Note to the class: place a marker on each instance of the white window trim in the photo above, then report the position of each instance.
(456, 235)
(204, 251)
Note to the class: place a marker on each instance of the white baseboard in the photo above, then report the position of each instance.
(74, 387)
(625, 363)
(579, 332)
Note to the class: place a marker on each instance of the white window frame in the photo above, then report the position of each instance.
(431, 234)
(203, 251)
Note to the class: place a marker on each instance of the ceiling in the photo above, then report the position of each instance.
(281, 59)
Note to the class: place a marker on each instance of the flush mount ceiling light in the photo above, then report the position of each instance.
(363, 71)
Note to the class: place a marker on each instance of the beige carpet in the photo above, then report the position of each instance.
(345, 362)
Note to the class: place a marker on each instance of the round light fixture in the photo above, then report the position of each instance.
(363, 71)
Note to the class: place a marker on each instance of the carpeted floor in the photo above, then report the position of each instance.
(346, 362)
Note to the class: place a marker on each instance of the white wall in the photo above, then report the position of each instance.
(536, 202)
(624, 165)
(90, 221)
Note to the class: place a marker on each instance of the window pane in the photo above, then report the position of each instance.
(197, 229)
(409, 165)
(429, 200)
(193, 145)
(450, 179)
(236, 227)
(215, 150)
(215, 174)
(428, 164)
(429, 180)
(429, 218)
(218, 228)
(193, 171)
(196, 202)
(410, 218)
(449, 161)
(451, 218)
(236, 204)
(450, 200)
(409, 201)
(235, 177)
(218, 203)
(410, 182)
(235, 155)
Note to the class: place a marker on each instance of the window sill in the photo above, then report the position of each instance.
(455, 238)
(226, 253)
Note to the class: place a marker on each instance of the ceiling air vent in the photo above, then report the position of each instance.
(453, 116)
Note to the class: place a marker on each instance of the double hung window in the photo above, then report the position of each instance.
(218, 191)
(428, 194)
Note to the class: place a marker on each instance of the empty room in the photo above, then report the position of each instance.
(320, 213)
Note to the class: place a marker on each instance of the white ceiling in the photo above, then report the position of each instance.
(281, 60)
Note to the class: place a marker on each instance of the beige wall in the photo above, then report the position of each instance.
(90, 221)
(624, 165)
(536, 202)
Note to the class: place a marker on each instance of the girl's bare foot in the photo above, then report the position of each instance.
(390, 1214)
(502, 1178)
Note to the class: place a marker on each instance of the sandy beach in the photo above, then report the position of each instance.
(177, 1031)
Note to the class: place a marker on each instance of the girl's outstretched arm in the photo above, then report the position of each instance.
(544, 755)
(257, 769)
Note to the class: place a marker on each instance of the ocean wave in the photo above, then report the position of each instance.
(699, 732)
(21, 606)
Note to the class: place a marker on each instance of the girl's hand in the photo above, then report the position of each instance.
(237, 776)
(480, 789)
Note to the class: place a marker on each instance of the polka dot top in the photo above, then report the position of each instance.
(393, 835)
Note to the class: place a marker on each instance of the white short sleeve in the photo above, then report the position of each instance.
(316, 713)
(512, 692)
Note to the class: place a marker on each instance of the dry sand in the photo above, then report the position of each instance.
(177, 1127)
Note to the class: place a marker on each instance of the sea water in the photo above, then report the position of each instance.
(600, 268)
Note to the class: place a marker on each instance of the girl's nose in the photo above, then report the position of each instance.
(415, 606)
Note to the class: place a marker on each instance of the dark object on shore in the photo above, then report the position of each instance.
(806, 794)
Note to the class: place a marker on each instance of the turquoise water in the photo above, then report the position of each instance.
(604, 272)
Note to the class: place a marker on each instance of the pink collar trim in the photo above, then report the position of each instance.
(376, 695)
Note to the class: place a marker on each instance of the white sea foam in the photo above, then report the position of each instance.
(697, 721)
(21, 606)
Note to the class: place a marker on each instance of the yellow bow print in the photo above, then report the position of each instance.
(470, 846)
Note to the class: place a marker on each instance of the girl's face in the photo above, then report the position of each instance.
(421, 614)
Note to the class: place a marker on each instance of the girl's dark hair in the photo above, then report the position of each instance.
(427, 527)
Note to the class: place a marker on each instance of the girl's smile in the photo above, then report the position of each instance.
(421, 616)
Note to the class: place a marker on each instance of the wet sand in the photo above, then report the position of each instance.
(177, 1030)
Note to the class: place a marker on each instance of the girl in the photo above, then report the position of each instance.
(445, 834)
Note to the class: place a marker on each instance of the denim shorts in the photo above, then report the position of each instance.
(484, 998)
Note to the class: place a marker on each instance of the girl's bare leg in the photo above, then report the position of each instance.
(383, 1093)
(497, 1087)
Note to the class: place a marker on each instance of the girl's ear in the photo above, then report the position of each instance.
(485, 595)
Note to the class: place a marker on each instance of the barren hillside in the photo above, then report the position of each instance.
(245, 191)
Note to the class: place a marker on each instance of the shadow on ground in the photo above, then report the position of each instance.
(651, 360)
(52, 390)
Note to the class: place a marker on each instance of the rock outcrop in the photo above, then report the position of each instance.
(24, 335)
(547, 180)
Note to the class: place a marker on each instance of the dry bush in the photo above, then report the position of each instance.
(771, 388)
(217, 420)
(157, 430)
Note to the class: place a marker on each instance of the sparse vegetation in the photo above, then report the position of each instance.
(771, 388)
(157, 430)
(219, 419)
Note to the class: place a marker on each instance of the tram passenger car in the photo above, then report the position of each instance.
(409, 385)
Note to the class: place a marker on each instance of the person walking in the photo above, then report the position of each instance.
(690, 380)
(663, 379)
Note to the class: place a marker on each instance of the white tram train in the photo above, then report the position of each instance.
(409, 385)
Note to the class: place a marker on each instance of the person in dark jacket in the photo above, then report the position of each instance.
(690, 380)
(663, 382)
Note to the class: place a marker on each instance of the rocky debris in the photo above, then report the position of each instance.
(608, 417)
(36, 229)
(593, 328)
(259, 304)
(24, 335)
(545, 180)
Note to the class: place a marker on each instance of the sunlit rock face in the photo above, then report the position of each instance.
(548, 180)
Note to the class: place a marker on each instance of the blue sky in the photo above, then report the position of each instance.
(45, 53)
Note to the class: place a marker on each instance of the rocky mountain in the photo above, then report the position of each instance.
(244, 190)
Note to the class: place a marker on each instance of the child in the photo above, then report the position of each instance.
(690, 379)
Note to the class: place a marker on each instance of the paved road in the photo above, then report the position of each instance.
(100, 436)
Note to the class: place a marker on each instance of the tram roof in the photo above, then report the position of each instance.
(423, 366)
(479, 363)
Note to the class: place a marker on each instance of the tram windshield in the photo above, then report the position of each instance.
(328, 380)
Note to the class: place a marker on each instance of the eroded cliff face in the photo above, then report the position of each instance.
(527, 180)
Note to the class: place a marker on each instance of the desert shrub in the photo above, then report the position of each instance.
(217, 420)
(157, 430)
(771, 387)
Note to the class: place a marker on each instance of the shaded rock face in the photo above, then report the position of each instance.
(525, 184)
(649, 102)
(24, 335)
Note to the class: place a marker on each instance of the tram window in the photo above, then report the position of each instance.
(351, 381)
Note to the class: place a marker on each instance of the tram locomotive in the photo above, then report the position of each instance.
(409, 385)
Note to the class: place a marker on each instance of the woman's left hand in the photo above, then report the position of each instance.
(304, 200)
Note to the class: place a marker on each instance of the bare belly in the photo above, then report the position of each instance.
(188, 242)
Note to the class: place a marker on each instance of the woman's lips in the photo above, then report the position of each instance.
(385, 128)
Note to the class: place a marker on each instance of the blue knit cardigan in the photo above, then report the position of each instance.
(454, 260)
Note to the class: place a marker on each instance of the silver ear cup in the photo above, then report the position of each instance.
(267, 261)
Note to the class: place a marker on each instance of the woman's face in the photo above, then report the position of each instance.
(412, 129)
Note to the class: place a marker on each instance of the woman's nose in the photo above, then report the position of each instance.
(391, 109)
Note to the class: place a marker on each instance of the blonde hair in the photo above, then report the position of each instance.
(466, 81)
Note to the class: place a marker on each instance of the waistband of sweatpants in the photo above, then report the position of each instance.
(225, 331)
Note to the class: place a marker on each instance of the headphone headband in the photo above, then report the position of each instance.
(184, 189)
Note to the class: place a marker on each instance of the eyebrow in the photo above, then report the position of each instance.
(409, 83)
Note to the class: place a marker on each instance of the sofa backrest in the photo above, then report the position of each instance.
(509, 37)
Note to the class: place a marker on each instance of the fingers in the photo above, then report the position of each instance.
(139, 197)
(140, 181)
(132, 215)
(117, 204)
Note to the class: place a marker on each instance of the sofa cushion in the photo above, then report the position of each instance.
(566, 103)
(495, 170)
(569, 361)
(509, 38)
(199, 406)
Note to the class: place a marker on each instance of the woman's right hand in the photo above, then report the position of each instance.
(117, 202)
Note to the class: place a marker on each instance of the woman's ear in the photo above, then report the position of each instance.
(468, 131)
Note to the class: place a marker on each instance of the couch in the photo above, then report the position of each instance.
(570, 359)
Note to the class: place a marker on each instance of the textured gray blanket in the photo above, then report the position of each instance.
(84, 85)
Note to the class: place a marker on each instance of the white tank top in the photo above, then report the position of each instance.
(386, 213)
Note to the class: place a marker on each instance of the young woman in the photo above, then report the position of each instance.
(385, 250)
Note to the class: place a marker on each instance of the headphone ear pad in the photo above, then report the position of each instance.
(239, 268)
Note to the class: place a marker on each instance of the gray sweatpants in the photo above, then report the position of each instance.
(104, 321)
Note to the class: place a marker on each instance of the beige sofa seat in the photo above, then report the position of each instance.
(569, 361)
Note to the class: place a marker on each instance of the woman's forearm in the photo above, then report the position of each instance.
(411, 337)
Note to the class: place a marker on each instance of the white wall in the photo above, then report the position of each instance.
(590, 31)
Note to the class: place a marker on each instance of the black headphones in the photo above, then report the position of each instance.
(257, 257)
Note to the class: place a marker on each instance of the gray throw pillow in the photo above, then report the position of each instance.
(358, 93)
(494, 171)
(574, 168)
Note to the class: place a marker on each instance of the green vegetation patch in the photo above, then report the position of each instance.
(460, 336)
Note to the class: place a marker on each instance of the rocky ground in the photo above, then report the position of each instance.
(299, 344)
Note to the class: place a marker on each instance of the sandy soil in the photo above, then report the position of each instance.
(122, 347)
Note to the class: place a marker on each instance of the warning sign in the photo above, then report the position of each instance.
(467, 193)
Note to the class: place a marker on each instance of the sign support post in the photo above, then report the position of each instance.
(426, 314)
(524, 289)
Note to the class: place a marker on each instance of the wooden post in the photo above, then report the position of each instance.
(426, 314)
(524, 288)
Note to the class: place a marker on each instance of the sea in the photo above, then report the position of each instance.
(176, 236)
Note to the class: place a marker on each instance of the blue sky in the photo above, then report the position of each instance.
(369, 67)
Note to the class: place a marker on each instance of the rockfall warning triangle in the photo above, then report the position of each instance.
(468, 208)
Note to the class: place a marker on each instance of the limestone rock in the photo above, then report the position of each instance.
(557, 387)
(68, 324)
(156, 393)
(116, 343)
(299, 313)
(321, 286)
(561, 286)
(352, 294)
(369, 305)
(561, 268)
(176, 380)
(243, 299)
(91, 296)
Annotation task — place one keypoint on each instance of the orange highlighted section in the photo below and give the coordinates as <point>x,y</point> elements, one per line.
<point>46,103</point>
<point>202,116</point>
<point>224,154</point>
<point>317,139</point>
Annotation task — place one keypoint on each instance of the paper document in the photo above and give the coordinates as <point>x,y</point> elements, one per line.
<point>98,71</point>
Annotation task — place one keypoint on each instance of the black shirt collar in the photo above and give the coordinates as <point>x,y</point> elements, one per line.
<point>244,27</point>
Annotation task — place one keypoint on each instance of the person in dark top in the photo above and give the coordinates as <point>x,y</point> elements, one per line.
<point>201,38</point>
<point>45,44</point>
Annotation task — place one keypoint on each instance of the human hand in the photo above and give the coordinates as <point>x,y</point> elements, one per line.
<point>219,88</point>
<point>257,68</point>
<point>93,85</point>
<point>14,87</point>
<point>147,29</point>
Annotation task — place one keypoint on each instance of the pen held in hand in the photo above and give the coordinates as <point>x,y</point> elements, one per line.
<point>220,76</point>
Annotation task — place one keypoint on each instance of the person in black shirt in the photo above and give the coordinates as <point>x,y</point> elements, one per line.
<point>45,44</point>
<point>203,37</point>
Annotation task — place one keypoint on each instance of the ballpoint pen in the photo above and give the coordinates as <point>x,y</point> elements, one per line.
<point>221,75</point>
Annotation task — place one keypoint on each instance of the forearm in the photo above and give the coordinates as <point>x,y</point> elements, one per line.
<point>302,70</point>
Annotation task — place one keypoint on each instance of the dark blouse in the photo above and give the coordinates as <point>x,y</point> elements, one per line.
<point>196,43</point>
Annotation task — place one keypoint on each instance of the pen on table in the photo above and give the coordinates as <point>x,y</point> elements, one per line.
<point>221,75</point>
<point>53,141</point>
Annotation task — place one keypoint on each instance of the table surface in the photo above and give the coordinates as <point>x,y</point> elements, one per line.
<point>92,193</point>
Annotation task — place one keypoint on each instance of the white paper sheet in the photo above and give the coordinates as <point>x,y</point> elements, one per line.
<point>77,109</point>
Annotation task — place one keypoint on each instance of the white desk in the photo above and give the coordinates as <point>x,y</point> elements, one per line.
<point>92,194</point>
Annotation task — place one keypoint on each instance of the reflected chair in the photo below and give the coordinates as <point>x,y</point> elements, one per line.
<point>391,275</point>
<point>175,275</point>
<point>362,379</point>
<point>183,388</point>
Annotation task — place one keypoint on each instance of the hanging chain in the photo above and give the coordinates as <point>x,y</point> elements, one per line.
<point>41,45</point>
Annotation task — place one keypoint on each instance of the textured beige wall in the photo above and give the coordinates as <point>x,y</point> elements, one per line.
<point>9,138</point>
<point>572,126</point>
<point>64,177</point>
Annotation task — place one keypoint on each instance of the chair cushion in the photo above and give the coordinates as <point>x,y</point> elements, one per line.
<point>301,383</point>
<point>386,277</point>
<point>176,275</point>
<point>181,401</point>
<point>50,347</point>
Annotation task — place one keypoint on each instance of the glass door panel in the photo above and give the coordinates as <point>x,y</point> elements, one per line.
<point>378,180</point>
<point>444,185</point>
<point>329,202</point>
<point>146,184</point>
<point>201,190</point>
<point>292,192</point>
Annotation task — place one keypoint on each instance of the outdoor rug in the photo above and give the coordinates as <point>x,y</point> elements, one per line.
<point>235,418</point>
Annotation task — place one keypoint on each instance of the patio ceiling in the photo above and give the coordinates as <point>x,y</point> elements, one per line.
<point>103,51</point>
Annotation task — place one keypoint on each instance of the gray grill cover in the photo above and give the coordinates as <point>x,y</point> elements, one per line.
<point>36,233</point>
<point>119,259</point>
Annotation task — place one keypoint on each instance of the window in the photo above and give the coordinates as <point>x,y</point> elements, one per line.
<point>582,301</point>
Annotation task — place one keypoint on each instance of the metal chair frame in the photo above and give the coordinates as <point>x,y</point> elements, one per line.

The problem. Copy nothing except the lines from the one holding "of the patio" through the last line of the data above, and return them exactly.

Result below.
Annotation task — place one keypoint on each instance of the patio ceiling in the photo above and give the coordinates as <point>x,y</point> elements, one per line.
<point>103,51</point>
Annotation task — place one keypoint on each instance of the gray grill cover in the photo above and give the coordinates as <point>x,y</point> elements, one per line.
<point>36,233</point>
<point>119,259</point>
Annotation task — place one keypoint on each instance of the window in the photo above and give the coordinates as <point>x,y</point> elements, one per line.
<point>582,301</point>
Annotation task — place one keypoint on each instance of the metal chair frame in the photo above and give the coordinates as <point>x,y</point> elements, one per line.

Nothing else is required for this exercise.